_WHAT IS NEEDED_. A verbatim reproduction of every entry is the expected answer.

== PROVIDED RECORDS

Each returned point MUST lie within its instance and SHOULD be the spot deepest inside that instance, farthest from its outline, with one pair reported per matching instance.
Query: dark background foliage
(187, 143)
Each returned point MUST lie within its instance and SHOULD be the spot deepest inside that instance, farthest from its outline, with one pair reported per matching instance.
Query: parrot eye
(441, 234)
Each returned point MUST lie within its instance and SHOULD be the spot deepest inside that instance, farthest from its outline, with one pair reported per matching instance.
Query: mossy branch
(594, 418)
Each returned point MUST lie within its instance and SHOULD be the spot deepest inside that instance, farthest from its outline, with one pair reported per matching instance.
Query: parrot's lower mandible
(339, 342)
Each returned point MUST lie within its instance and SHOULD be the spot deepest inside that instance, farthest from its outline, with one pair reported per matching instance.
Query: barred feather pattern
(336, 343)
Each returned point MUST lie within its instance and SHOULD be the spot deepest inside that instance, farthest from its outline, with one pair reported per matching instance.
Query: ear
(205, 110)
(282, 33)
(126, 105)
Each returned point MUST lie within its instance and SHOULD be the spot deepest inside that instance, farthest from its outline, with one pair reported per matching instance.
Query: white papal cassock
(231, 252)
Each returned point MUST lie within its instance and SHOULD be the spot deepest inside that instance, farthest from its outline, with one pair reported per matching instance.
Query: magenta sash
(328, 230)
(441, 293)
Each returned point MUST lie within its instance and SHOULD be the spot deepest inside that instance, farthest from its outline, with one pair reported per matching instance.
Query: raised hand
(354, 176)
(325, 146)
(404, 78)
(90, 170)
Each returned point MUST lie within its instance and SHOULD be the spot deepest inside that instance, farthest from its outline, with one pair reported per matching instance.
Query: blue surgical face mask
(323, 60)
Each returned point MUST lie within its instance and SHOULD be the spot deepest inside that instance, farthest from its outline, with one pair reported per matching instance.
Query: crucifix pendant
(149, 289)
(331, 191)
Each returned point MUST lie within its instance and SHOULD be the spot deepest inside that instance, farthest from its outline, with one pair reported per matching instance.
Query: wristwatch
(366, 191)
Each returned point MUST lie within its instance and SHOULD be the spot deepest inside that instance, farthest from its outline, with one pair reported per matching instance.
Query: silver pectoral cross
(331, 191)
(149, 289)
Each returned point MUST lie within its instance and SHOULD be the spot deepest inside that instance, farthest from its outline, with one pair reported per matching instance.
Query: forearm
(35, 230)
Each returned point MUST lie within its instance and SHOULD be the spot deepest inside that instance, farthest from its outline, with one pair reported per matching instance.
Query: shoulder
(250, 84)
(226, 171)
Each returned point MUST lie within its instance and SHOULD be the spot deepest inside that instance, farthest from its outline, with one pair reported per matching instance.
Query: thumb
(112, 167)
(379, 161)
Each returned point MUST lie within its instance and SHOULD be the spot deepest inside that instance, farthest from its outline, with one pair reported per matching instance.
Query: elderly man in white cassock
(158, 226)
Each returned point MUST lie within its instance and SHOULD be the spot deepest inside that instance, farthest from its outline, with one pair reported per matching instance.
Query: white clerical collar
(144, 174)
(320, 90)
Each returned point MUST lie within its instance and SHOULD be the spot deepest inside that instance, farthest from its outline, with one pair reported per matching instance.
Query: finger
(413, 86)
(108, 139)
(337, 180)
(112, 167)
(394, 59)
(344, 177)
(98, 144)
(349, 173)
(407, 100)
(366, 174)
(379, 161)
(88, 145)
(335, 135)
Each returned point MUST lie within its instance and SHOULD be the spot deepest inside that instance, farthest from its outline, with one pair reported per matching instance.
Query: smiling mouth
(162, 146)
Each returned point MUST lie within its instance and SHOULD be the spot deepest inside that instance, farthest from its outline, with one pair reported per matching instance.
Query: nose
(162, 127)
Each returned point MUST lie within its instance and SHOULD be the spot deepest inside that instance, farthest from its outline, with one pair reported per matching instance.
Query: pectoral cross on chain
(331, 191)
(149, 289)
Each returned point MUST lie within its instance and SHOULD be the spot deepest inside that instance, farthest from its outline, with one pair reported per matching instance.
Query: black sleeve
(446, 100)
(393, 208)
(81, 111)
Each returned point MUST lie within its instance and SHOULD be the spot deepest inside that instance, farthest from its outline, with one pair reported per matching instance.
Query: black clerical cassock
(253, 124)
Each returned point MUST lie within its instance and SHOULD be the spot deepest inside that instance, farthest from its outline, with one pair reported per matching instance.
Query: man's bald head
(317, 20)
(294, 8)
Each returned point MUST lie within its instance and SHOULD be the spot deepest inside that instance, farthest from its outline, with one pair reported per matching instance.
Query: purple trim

====

_EXERCISE RESPONSE_.
Each returned point MUST lie within its instance and SHOULD be the spot deepest inside that instance, farthest from its outline, with one pair reported per matching instance.
Query: dark background foliage
(187, 143)
Each returned point MUST lie within its instance and SHOULD be the spot deepest inside that instance, farthest from its outline, with one pair reported per matching instance.
Query: parrot eye
(441, 234)
Each returned point MUST lie within its instance and SHOULD be the spot deepest inside that instance, farthest from its outline, with one pair reported per matching instance.
Query: mossy branch
(594, 418)
Each returned point MUST lie within its instance and SHOULD be the spot deepest inside that instance, farthest from its outline, with one pair reported per matching instance.
Query: parrot's lower mandible
(339, 342)
Each returned point MUST lie within its instance and SHOULD be the spot deepest inside that instance, farthest from its outline, with one pair reported per matching instance.
Query: barred feather pattern
(336, 343)
Each returned point MUST lie within its instance and SHOULD be the spot deepest inside that instance, farthest from its outline, with one pair reported per matching instance.
Query: ear
(205, 110)
(282, 33)
(126, 105)
Each returned point MUST lie within its instance and SHOULD be the spot deepest inside that instance, farthest from its outline, with one pair reported per matching instance.
Query: white papal cassock
(231, 252)
Each returned point MUST lie within its instance and SHOULD be the spot deepest inside that instance, farthest from its outline, with one pair reported per matching instance.
Query: magenta sash
(328, 230)
(441, 293)
Each returned point MUST lie within its instance and SHOULD be the spot deepest inside that instance, farthest from its outline, with one pair reported per matching instance.
Query: raised hand
(354, 176)
(325, 146)
(404, 78)
(90, 170)
Each returned point MUST lie within its instance and SHOULD be the spot deepest inside that instance, farthest from its outline, with one pair reported per matching instance.
Query: blue surgical face mask
(323, 60)
Each returned point MUST lie within its instance and SHOULD be the spot deepest inside that instance, farthest from its outline, with one pair reported per matching instance.
Query: crucifix pendant
(149, 289)
(331, 191)
Each returned point MUST lie within its instance and SHOULD be the spot deepest inside that instance, farthest from its outline, with one pair reported per matching instance.
Query: wristwatch
(366, 191)
Each returned point MUST lie within its instance and SHOULD be the spot deepest inside that instance, farthest from its outline, with one pair reported per matching instance.
Query: silver pectoral cross
(331, 191)
(149, 289)
Each returned point MUST lie within its instance and SHOULD be the spot deepest inside that instance, farthest from its outline, with one pair reported per matching instance.
Query: forearm
(35, 230)
Each returned point MUST lie within its instance and SHOULD be the spot deepest inside that instance, farthest from its outline, with one pair reported per matching instance.
Query: shoulder
(250, 84)
(226, 171)
Each returned point MUST lie within its instance and SHOULD be the spot deepest inside that instance, farthest from its outline, with one pair reported per matching instance.
Query: thumb
(112, 167)
(379, 161)
Each returned point MUST lie within its instance and SHOULD be the spot deepest inside that instance, farthest from its outline, with one pair reported per matching instance.
Query: elderly man in white cassock
(158, 226)
Each returned point MUST lie within its instance and SHOULD be the spot deepest inside that instance, farthest from its outline, with one pair reported per matching instance.
Query: white clerical collar
(144, 174)
(320, 90)
Each returned point MUST lie within its instance and SHOULD be the spot deepest inside that instance, farthest from its outline, with one pair reported per matching instance.
Query: finger
(413, 86)
(108, 139)
(337, 180)
(112, 167)
(394, 59)
(344, 177)
(98, 144)
(349, 173)
(407, 100)
(366, 174)
(379, 161)
(88, 145)
(335, 135)
Each returned point MUST lie within its instance and SHOULD be the spot deepest inside that instance, farthest from its outline, with one pair reported per matching instance.
Query: smiling mouth
(162, 146)
Each returned point MUST lie within its instance and SHOULD be the spot deepest inside that instance, farthest from its outline, with one pair reported per matching instance.
Query: nose
(162, 127)
Each returned point MUST lie within its instance and SHOULD be the spot deepest inside that instance, farthest from its outline, with one pair reported per matching instance.
Query: pectoral cross on chain
(331, 191)
(149, 289)
Each returned point MUST lie within its instance and SHOULD be the spot deepest inside that instance, farthest from its outline, with one pair reported per matching instance.
Query: black sleeve
(446, 100)
(393, 208)
(81, 111)
Each returned point MUST lie within its instance and SHOULD be the spot deepest inside that instance, farthest from its outline, with one pair reported per matching instance.
Query: black clerical cassock
(253, 124)
Each returned point MUST lie within its instance and SHOULD be the spot deepest inside that instance, farthest from its outline, with one pair reported per matching instance.
Query: man's bald head
(317, 20)
(294, 8)
Each returned point MUST lie within its instance and SHOULD be the spot deepest inside that instance, farthest from its outline, with one pair reported per matching instance.
Query: purple trim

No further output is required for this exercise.